Answer with a number only: how many lines of the data contain "below"?

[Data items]
■ ■ ■ ■

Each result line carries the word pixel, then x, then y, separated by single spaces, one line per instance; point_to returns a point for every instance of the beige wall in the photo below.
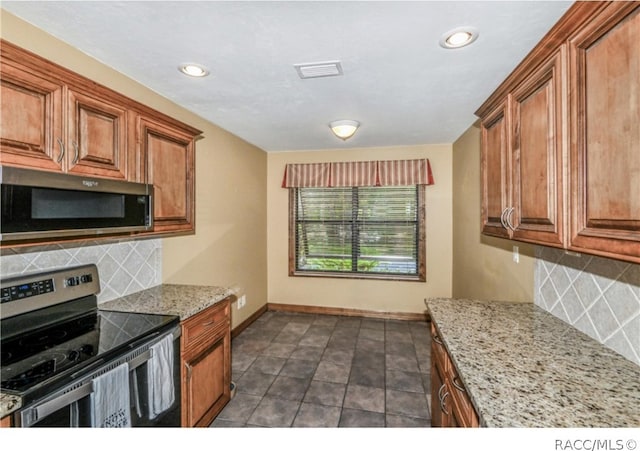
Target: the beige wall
pixel 229 247
pixel 483 267
pixel 371 295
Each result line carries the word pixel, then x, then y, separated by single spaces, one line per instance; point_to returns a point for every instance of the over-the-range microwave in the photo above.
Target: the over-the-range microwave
pixel 40 204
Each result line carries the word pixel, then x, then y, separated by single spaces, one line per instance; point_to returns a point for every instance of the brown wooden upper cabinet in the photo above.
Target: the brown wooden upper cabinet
pixel 170 167
pixel 560 137
pixel 604 157
pixel 54 119
pixel 48 124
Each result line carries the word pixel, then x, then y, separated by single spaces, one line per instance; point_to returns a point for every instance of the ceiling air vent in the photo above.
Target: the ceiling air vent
pixel 316 70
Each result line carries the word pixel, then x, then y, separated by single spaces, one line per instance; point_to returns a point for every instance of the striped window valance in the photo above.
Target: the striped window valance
pixel 358 173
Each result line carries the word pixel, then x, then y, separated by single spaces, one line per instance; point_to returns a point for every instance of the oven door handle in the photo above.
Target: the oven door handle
pixel 31 415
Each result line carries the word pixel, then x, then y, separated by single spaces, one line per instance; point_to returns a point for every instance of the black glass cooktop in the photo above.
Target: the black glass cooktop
pixel 56 353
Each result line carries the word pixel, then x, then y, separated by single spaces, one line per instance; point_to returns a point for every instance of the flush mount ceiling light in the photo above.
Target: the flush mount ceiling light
pixel 458 37
pixel 193 70
pixel 344 129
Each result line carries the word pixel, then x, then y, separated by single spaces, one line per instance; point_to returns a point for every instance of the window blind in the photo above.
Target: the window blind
pixel 372 230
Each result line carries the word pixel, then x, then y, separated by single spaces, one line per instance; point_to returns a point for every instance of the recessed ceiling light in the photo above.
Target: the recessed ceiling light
pixel 458 37
pixel 193 70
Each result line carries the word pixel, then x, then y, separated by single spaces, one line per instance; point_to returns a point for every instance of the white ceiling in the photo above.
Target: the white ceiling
pixel 398 82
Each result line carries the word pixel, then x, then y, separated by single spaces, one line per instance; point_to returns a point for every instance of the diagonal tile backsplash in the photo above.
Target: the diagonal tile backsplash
pixel 124 267
pixel 598 296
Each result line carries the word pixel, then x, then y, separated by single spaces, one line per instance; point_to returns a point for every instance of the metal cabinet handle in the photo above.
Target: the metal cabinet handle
pixel 188 370
pixel 457 384
pixel 442 399
pixel 504 225
pixel 77 155
pixel 61 156
pixel 507 218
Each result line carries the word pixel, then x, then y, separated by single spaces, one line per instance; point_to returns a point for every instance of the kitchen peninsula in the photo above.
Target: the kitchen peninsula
pixel 522 367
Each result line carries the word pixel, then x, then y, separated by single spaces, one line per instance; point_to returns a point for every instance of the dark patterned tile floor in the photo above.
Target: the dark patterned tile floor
pixel 305 370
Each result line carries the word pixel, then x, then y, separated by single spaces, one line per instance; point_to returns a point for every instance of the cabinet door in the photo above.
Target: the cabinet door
pixel 494 164
pixel 206 385
pixel 537 112
pixel 97 137
pixel 31 118
pixel 170 167
pixel 605 126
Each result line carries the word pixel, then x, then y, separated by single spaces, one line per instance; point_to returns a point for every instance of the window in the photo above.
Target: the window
pixel 361 232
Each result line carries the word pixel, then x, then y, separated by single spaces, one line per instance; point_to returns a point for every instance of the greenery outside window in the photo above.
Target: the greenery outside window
pixel 358 232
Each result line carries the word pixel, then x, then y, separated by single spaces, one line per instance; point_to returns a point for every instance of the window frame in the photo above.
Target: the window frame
pixel 421 275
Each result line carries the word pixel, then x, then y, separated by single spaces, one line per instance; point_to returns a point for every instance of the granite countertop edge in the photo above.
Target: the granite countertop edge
pixel 9 403
pixel 179 300
pixel 523 367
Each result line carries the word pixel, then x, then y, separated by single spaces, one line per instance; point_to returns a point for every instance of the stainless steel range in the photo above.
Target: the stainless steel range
pixel 75 365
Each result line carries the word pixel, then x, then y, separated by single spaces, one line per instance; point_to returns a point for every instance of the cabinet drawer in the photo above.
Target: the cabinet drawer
pixel 205 324
pixel 438 351
pixel 460 400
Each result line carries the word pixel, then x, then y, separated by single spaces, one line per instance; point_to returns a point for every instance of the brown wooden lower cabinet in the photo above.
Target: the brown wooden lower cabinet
pixel 450 404
pixel 206 364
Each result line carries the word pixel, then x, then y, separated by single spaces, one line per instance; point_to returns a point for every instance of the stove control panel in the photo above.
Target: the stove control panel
pixel 26 290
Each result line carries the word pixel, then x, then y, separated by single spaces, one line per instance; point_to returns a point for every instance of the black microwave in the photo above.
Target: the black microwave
pixel 44 205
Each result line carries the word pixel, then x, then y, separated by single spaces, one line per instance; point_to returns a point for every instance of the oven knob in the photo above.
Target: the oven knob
pixel 87 349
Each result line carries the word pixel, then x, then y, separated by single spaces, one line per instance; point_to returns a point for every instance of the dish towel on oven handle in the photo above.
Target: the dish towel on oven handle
pixel 160 377
pixel 110 399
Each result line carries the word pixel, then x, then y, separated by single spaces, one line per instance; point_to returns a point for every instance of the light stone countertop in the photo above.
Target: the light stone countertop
pixel 169 299
pixel 523 367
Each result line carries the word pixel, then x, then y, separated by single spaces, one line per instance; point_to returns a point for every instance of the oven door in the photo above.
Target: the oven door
pixel 72 406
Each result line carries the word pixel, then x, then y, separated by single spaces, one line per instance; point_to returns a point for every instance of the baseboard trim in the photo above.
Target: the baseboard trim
pixel 247 322
pixel 403 316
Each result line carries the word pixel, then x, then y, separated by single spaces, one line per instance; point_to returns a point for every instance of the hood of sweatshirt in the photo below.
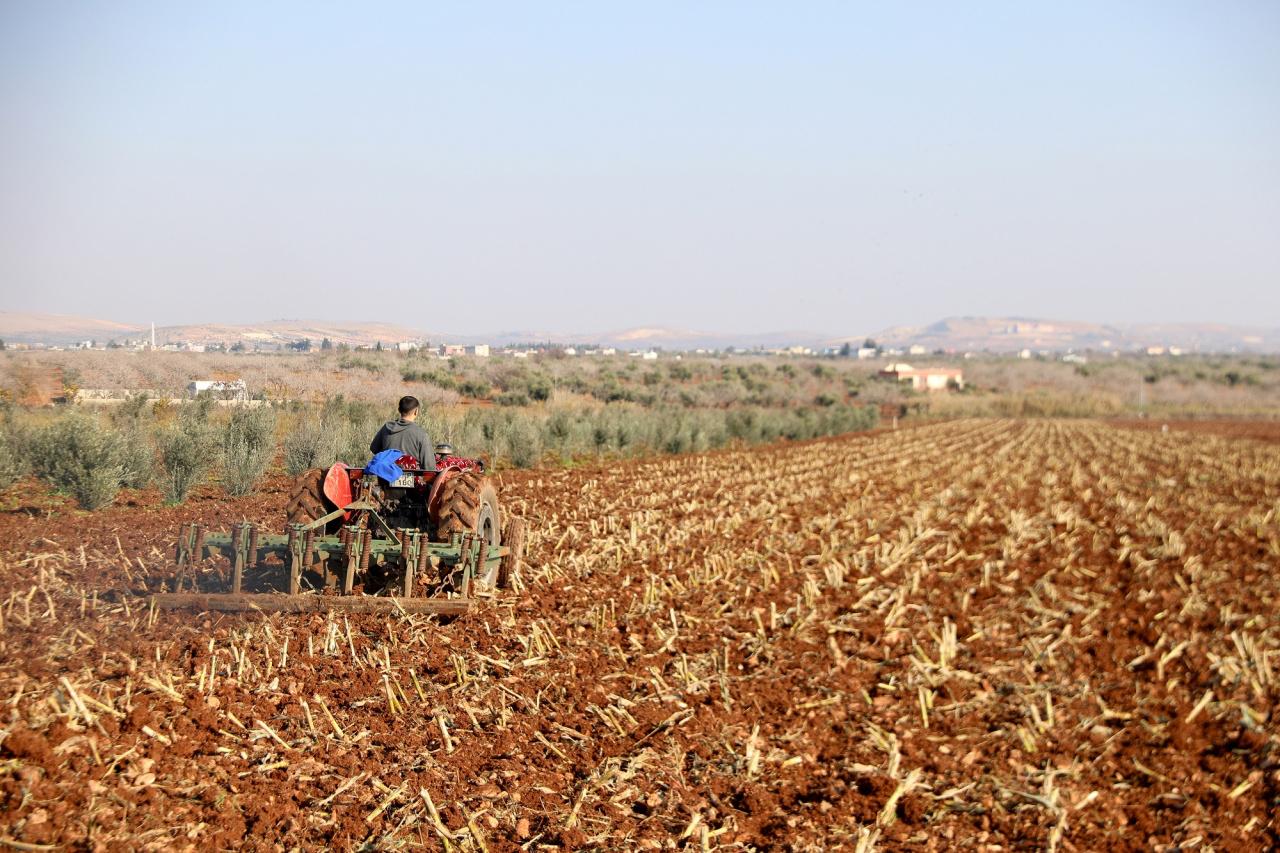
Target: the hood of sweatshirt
pixel 397 425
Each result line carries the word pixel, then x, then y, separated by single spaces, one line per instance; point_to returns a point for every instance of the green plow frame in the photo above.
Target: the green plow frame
pixel 453 569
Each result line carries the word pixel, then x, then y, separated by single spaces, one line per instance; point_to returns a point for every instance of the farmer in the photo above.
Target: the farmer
pixel 406 436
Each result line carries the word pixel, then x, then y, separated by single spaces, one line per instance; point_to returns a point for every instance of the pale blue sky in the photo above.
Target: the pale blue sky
pixel 583 167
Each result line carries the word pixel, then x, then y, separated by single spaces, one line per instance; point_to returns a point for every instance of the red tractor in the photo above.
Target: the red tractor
pixel 356 541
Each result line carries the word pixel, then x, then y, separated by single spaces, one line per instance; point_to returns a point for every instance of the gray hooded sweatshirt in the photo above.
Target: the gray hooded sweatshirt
pixel 406 437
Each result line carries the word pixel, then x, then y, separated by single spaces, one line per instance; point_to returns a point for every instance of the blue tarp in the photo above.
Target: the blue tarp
pixel 384 465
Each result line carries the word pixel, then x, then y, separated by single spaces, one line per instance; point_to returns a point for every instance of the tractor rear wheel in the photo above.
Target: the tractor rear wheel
pixel 469 503
pixel 306 498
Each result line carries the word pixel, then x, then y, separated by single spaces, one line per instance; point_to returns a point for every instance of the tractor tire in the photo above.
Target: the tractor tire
pixel 469 505
pixel 306 498
pixel 512 537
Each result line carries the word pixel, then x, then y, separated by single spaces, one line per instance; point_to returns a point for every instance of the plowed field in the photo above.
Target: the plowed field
pixel 965 635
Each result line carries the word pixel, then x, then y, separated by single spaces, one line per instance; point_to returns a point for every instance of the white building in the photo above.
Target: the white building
pixel 924 378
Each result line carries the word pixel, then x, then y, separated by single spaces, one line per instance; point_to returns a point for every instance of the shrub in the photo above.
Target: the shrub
pixel 82 457
pixel 524 442
pixel 138 455
pixel 248 445
pixel 188 451
pixel 310 445
pixel 13 461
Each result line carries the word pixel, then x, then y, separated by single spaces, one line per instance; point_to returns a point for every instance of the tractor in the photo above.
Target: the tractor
pixel 410 539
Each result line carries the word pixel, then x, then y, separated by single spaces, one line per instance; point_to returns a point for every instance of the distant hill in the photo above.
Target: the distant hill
pixel 1010 334
pixel 954 334
pixel 58 328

■ ■ ■ ■

(RESPONSE AREA) 2